§ **GIVEN EXERCISE 1**:
According to the blog post on the cartoonist KAL, for which newspaper does he work as editorial cartoonist?
§ **GIVEN EXERCISE 2**:
From the blog post on the cartoonist KAL, write out the stretch from "In a distinctive" through "the Baltimore Sun.".
§ **GIVEN EXERCISE 3**:
Continue the blog post on the cartoonist KAL from the point where it stops.

§ **QUOTED TEXT**:

◆ ◆ ◆ ◆ ◆ ◆ ◆

Lines and Colors art blog
  • KAL (Kevin Kallaugher)


    In a distinctive pen and ink cross hatching style that sometimes seems to carry forward the tradition of the great Thomas Nast, Kevin Kallaugher, who signs his work as KAL, has been skewering the insanities, abuses and tragedies of American politics and society at large for over 17 years from his position as editorial cartoonist for the Baltimore Sun.

    Although his eye for events has always been up-to-the-minute, in many ways, KAL is traditional – from his obvious affection for traditional pen and ink artists and cross hatching techniques to his staunch support of the tradition of political cartoonists doing their best to find the absurdity in government and social institutions wherever it may lie, not just in having a party line axe to grind.

    His drawing style is a wonderful study in contrasts. It can be loose and sketchy, with objects and figures suggested with just a few quick lines on one part of a drawing, and rendered with fine-lined tonal detail in another part of the same drawing. His caricatures are evidence of the fun he finds in exploring the surface and geometry of a face and mapping out in detail the facial “landscape” that makes an individual’s appearance unique.

    His drawing style and editorial voice are part of what makes him unique and part of what has given the Baltimore Sun (a paper I often read and enjoy) its unique character for a long time. Sadly, the paper is losing a lot of that character, and many people, myself included, feel that the once shining Baltimore Sun is beginning to dim.

◆ ◆ ◆ ◆ ◆ ◆ ◆

§ **INFORMATION SUPPLIED**:
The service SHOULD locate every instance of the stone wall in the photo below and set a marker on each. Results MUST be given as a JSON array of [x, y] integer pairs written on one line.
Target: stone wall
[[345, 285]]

◆ ◆ ◆ ◆ ◆ ◆ ◆

§ **WRITTEN ANSWER 1**:
The Baltimore Sun.

§ **WRITTEN ANSWER 2**:
In a distinctive pen and ink cross hatching style that sometimes seems to carry forward the tradition of the great Thomas Nast, Kevin Kallaugher, who signs his work as KAL, has been skewering the insanities, abuses and tragedies of American politics and society at large for over 17 years from his position as editorial cartoonist for the Baltimore Sun.

§ **WRITTEN ANSWER 3**:
    I’m sorry to say KAL’s cartoons will no longer be seen in the pages of the Sun (article here). As of this January he “retired” from his position, accepting a buyout that is part of Tribune Co.’s wrong-headed attempt to cut costs by dropping editorial cartoonists from the staffs of its newspapers. Tragically, this trend is not limited to Tribune Co. papers, although they are perhaps the most aggressive of the newspaper conglomerates in devaluing the place of editorial cartooning in their papers.

    Hmmm… let’s see… circulation is down, so let’s throw away the unique voices, incisive viewpoints and talented visionaries that make our papers unique and appealing, and instead make everything more bland, ordinary and homogenized; sweeten it up an dumb it down. We’ll jam our papers so full of ads, phamphlets, leaflets, flyers and other junk that you won’t even be able to find the content and we’ll shrink what little content there is down to the point where there’s nothing left to buy the paper for, and then we’ll sit around and cry about how the internet is ruining newspapers. Great idea.

    But we’re actually to blame, us, all 300 million of us. America has made its choices: Wall-mart instead of community businesses, McDonald’s instead of great little diners, Thomas Kinkade instead of earnest local artists, Katie Couric instead of Bob Scheiffer and another page of supermarket ads and syndicated astrology columns in place of insightful editorial voices like Kallaugher’s. (You’ll notice I resisted the enormous temptation to include a political statement there. Really bit my tongue on that one. Yessir. No suggestions about America making bad political choices here!)

    There are still some who recognize the value of a great talent like KAL, and the Walters Art Museum in Baltimore has mounted an exhibition of his work: Mightier than the Sword: The Satirical Pen of KAL, that will run from June 18 to September 3 of 2006.

    There are also collections of his work; some are out of print but still available through used book services at Amazon and elsewhere: Kal Draws the Line, KAL Draws a Crowd, Kaltoons: A Collection of Political Cartoons from the Baltimore Sun, and Drawn from the Economist: A collection of caricatures.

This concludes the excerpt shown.